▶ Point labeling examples
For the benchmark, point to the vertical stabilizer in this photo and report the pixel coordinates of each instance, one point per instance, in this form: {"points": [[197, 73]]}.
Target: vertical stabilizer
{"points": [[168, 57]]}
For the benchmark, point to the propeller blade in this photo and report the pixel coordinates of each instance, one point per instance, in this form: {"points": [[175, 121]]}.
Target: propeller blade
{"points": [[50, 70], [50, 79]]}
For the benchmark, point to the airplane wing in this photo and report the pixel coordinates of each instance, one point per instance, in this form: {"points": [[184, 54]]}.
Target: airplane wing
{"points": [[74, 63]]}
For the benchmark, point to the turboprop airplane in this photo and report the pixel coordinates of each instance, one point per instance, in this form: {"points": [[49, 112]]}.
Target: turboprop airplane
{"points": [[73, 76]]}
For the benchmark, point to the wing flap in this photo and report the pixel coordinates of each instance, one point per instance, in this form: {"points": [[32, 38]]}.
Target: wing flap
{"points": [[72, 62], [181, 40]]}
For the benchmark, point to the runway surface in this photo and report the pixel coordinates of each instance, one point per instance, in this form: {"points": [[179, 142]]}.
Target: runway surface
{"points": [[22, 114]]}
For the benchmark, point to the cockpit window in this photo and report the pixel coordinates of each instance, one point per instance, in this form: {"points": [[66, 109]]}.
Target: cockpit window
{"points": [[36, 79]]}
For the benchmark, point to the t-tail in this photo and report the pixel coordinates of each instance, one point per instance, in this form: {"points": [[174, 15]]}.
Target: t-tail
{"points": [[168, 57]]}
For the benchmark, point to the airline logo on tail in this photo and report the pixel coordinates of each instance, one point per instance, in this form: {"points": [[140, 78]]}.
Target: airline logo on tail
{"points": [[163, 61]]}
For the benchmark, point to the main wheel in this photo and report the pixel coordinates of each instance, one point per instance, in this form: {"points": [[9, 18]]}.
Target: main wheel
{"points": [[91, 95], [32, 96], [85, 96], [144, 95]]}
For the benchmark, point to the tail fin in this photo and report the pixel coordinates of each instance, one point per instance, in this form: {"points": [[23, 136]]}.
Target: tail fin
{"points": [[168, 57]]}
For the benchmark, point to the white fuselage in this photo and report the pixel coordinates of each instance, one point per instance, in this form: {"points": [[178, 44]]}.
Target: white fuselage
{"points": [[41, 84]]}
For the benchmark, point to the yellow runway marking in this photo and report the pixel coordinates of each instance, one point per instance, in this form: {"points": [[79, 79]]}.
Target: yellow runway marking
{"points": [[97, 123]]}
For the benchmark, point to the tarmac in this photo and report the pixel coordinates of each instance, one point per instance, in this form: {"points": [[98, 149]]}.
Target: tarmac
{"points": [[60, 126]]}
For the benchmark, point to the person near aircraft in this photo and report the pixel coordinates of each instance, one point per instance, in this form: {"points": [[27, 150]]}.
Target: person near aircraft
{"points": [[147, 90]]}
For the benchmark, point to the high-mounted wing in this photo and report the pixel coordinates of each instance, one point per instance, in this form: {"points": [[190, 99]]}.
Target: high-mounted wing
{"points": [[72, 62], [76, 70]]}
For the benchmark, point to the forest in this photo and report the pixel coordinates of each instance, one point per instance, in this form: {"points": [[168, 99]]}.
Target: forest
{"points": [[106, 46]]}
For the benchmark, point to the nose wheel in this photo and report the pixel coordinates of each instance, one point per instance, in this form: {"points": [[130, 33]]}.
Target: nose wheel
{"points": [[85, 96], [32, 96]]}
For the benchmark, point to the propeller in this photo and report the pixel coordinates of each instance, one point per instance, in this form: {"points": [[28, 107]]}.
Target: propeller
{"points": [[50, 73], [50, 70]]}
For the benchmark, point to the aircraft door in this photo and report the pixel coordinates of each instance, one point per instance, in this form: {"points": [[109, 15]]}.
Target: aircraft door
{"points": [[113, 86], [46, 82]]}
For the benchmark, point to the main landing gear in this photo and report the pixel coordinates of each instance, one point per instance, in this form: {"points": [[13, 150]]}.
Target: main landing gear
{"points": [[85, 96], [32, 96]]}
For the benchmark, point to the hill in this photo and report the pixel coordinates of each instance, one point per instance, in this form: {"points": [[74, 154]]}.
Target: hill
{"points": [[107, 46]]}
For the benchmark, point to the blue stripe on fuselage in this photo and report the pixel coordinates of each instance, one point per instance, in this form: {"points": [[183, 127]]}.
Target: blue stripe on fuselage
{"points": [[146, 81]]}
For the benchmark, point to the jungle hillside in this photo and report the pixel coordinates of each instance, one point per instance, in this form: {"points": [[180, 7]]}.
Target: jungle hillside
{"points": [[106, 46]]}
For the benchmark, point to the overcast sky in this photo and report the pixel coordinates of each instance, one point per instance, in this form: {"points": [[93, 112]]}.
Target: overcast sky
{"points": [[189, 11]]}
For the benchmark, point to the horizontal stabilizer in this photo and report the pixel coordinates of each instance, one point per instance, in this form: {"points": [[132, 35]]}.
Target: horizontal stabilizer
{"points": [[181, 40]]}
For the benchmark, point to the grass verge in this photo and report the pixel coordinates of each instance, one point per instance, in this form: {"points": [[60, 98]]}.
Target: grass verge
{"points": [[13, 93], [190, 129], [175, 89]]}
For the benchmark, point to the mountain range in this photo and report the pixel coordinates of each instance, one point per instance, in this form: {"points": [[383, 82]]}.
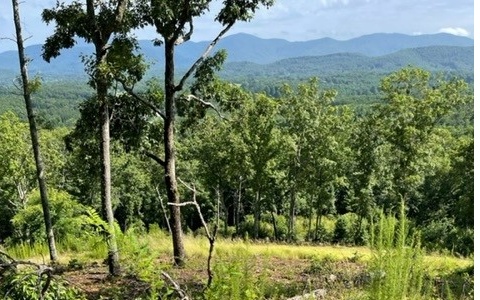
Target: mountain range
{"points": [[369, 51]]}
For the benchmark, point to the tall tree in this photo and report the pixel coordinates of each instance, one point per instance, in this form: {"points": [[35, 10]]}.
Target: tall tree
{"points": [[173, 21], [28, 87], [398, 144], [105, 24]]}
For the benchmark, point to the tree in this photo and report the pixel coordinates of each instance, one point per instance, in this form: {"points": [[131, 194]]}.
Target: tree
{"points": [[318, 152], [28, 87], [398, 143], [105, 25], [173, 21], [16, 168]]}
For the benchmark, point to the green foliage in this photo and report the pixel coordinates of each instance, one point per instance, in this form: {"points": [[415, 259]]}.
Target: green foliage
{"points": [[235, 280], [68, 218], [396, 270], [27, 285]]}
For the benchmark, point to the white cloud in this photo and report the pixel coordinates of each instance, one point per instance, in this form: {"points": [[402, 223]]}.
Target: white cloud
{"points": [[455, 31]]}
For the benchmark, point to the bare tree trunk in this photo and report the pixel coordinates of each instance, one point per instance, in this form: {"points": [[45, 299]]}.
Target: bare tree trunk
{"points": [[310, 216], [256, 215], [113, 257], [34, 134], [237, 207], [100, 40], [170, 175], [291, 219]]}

...

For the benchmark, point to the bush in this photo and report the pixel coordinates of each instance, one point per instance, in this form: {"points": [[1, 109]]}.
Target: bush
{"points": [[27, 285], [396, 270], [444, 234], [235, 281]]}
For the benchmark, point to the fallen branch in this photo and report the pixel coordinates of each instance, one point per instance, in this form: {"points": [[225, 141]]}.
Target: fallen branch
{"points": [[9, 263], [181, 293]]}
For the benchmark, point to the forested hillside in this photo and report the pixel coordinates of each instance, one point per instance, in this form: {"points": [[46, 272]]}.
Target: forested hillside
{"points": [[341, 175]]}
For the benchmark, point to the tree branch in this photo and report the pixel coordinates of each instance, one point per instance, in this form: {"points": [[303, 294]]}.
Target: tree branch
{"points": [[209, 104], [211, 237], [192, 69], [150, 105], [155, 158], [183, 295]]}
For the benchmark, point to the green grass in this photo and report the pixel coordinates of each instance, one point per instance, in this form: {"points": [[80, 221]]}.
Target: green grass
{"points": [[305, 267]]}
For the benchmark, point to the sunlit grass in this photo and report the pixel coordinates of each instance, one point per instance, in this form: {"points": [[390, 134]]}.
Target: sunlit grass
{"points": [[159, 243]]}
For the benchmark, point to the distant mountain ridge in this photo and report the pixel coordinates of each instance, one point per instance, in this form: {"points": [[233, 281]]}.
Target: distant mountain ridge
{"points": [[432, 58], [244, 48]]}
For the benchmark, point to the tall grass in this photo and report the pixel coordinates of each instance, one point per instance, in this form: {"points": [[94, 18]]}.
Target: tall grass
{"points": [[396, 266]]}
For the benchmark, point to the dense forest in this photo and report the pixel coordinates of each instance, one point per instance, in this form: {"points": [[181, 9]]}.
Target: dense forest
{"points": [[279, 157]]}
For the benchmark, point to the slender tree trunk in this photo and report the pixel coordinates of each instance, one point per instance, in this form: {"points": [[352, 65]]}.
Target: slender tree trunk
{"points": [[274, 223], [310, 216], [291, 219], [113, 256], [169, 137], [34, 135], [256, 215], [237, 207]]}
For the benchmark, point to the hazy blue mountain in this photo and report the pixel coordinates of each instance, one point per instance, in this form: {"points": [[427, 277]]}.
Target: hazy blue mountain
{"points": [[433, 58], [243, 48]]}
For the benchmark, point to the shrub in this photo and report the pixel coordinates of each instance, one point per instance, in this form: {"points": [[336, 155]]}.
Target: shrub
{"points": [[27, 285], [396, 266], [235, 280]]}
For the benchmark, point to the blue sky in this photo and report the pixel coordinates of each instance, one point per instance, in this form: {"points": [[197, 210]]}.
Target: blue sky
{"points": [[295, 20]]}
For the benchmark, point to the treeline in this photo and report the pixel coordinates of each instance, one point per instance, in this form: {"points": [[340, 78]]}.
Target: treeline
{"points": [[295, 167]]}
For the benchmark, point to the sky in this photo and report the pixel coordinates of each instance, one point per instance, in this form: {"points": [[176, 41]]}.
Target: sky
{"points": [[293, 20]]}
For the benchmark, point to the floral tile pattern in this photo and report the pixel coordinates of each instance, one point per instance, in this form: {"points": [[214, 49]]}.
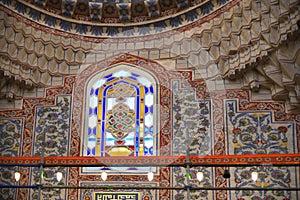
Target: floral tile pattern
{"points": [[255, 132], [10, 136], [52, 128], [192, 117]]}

▶ THE PROBLEM
Return each line of the data above that contains the word "main", matching case exactly.

▶ PROBLEM SOLUTION
For the benchmark, point to the main wheel in this photo and report the pixel coordinates of each instance, one point per instance, in this form: {"points": [[9, 18]]}.
Target: main wheel
For the benchmark, point to the main landing gear in this photo and report the pixel coordinates of each instance, one point per instance, in this form: {"points": [[13, 150]]}.
Target: main landing gear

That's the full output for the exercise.